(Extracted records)
···
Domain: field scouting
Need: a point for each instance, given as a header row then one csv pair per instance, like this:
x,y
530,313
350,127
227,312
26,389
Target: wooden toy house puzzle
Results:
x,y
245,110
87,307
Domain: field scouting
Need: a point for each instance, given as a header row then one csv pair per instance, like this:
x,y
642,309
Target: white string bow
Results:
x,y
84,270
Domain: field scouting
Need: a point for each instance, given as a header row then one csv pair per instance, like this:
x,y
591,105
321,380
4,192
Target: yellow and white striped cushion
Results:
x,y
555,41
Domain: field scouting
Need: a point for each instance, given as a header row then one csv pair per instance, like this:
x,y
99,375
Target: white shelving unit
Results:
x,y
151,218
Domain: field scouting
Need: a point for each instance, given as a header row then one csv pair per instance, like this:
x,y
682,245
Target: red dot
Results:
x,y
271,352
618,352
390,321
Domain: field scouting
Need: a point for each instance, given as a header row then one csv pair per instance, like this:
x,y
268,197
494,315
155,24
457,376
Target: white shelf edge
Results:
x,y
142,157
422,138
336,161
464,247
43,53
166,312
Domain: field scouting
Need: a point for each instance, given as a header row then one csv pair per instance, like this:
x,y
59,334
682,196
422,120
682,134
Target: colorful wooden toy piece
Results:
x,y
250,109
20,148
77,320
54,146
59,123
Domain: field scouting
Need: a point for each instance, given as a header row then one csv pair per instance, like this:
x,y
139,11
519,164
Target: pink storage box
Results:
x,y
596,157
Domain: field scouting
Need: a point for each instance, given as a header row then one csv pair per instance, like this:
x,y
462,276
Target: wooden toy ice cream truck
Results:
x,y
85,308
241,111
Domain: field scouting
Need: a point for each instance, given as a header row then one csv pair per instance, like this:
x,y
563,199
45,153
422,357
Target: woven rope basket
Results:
···
Restate all of the entries exactly, please.

Domain: field scouting
Need: a point for each instance, given as a header row then one csv pair per instance, like this:
x,y
530,313
350,127
227,312
26,389
Target: wooden toy house puzzle
Results:
x,y
245,110
87,307
Domain: field scouting
Need: a point for each instance, given as a header row then one csv pair per instance, like this:
x,y
642,309
Target: white string bow
Results:
x,y
84,270
Domain: field scouting
Need: a point for each instance, given as a header row then one csv pair per instance, like this:
x,y
591,105
321,380
4,192
Target: yellow and white striped cushion
Results:
x,y
555,41
Domain: field scouting
Need: a point for each instance, given as a header row then one csv pair per instance, like this:
x,y
99,375
Target: white shelving unit
Results:
x,y
151,218
Domain: field scouting
Need: a point for each instance, given as a header row then one csv pair per instance, like this:
x,y
682,245
Target: red dot
Results:
x,y
271,352
618,352
390,321
Domain: field scouting
Need: a point for each instance, given as a header row then one csv pair per instance, like this:
x,y
268,197
494,315
155,24
457,376
Target: white shelf edge
Results:
x,y
142,157
422,138
336,161
464,247
43,53
166,312
Domain: field scouting
Need: a point for each instance, given as a header row then one csv pair per instance, like this:
x,y
59,334
682,196
422,120
682,134
Target: colorful wooden toy piece
Results:
x,y
250,109
20,148
77,320
54,146
59,123
Domain: field scouting
Need: a point for each instance, given as a header row then one csv pair per instance, like this:
x,y
139,11
519,164
Target: pink storage box
Results:
x,y
596,157
Domain: field scouting
Need: a point for each instance, given as a header row then one csv pair per instance, like this:
x,y
462,276
Target: wooden toy ice cream truck
Results:
x,y
85,308
241,111
Domain: field scouting
Need: a point for each instance, given as a header row then one csv pair per instance, like this:
x,y
563,199
45,153
422,357
Target: woven rope basket
Results:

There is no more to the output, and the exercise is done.